• [SHORT EXERCISE]:
Copy exactly the last part of the entries, starting from the line with "Q: Provide one point on every instance of the driver" and including the final line.
* Start *
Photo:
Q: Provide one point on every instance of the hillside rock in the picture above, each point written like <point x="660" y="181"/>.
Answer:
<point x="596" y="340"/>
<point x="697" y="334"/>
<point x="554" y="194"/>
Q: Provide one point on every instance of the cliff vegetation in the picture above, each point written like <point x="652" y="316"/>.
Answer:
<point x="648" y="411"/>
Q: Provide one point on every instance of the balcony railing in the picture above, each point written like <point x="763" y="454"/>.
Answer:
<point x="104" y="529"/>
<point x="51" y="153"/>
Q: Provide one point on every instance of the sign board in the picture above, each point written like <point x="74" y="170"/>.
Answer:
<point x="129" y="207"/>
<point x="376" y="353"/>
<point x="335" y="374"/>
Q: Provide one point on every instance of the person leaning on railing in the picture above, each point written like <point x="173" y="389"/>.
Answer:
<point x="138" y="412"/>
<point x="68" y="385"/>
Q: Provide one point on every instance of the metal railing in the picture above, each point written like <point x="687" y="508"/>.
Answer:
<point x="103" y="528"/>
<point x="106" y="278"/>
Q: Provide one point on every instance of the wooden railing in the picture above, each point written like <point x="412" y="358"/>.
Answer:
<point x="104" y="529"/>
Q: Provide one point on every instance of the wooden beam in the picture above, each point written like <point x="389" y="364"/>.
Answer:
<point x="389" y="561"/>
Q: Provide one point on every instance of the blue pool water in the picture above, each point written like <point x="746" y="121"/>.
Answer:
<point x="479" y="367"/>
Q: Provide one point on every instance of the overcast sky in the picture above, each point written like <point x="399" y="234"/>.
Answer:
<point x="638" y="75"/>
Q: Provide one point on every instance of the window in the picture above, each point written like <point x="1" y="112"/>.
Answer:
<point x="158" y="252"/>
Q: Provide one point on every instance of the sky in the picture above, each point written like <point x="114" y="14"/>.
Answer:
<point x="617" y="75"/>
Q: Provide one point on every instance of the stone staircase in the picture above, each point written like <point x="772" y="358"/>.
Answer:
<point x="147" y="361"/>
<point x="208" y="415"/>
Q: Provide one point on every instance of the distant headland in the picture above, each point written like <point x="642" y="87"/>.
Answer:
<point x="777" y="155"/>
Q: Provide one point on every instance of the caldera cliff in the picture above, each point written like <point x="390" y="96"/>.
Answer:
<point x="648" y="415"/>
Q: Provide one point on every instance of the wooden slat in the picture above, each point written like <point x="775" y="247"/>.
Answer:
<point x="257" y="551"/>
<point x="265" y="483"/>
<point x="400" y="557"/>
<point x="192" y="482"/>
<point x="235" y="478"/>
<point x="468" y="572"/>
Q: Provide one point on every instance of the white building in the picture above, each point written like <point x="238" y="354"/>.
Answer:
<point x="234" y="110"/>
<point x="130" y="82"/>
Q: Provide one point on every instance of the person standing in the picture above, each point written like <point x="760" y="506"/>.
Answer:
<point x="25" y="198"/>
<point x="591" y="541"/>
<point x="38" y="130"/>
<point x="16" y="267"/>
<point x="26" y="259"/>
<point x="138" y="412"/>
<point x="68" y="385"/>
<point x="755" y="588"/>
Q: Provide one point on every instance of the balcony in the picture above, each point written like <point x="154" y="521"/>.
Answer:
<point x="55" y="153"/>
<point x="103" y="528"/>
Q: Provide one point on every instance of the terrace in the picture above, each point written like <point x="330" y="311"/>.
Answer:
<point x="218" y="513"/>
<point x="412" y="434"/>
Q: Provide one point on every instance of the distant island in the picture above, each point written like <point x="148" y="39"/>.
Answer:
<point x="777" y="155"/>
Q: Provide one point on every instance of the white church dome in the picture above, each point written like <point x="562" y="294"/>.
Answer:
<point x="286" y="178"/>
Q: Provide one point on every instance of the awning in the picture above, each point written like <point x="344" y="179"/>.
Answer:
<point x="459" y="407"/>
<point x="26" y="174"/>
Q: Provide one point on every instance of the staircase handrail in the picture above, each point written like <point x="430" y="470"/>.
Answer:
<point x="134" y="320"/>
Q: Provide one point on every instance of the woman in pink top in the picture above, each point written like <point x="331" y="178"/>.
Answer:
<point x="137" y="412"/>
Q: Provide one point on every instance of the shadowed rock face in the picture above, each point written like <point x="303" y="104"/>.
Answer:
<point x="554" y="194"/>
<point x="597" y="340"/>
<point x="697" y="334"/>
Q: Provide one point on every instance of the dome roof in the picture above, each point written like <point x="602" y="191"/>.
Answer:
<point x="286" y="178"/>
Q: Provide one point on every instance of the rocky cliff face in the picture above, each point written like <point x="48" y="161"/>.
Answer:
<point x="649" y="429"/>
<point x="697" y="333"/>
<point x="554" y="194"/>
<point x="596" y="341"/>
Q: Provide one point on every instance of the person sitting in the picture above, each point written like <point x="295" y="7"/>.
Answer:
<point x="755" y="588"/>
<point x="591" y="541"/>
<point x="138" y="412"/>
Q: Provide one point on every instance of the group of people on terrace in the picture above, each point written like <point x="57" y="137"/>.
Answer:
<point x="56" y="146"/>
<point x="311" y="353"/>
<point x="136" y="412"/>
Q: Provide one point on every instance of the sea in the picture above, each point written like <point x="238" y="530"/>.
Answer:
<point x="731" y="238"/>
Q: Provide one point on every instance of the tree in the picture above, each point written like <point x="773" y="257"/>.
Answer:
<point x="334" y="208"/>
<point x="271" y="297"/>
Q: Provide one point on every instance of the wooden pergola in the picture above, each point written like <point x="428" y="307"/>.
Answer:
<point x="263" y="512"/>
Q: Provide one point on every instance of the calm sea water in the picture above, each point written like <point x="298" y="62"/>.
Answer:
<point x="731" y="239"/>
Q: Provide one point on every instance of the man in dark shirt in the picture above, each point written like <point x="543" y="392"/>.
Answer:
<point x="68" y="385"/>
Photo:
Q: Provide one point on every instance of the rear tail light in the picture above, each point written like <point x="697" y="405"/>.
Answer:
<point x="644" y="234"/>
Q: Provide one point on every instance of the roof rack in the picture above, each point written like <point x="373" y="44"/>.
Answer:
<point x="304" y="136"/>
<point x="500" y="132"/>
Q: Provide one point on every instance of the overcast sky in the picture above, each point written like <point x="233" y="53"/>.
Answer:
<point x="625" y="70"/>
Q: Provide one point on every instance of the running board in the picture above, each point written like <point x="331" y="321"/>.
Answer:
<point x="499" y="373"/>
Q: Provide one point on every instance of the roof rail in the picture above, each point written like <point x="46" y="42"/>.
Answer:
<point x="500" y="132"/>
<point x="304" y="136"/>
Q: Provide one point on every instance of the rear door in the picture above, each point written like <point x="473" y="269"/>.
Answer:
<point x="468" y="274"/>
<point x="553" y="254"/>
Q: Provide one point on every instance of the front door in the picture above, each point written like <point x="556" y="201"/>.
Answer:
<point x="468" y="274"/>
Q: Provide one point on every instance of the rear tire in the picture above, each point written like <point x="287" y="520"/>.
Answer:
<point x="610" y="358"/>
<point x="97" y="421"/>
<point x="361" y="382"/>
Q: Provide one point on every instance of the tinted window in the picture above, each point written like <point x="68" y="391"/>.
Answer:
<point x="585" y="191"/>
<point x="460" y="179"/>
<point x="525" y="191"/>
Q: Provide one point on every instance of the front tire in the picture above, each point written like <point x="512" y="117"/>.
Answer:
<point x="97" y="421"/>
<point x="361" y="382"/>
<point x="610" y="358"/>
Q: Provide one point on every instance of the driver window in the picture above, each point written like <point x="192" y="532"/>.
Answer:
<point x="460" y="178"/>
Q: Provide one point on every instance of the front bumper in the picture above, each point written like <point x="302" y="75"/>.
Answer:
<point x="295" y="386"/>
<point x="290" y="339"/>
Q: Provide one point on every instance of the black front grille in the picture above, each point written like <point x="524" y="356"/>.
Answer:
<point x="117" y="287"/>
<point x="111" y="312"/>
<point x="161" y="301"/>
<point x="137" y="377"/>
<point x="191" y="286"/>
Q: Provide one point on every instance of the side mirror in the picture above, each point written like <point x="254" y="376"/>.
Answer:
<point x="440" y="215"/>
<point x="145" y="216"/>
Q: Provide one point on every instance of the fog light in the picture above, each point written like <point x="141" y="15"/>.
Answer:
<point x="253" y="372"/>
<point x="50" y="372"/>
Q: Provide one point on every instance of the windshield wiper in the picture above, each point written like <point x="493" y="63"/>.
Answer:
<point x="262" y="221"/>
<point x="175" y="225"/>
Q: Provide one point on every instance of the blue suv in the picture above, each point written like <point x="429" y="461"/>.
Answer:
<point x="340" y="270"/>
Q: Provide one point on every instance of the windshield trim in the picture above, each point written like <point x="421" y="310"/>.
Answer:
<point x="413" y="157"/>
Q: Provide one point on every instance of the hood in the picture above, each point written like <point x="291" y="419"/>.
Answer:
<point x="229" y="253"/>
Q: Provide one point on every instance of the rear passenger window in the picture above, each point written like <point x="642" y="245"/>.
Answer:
* End *
• [FULL OUTPUT]:
Q: Provide one point on every instance of the driver window in the picture above, each point written like <point x="192" y="532"/>.
Answer:
<point x="460" y="178"/>
Q: Provide one point on every instance of the front bumper in the picture above, each point written like <point x="302" y="75"/>.
Answer:
<point x="295" y="386"/>
<point x="290" y="339"/>
Q: Provide one point on every instance of the black front grille in the picture above, each point written like <point x="524" y="356"/>.
Answer:
<point x="117" y="287"/>
<point x="111" y="312"/>
<point x="161" y="301"/>
<point x="137" y="377"/>
<point x="191" y="286"/>
Q: Provide one point on every instance of the side mirror in the picture above, each point written like <point x="254" y="376"/>.
Answer:
<point x="440" y="215"/>
<point x="145" y="216"/>
Q: Provide one point on every instance of the fog light in the picture above, each point written like <point x="141" y="15"/>.
Answer:
<point x="253" y="372"/>
<point x="50" y="372"/>
Q: Provide one point on every instance of the windshield wiper in the picture above, each point written like <point x="493" y="63"/>.
Answer:
<point x="262" y="221"/>
<point x="175" y="225"/>
Q: Provide one point on every instance of the blue suv in the picture above, each point written like <point x="429" y="461"/>.
Answer:
<point x="340" y="270"/>
Q: Provide one point on every instance of the windshield trim in the picture above, each point written like <point x="421" y="310"/>.
Answer:
<point x="413" y="157"/>
Q: Provide one point on every instance of the hood in the picture above, each point written like <point x="291" y="419"/>.
Answer:
<point x="229" y="253"/>
Q: Provide one point on every instance of the rear passenger window in the picture above, each point written like <point x="642" y="245"/>.
Answer:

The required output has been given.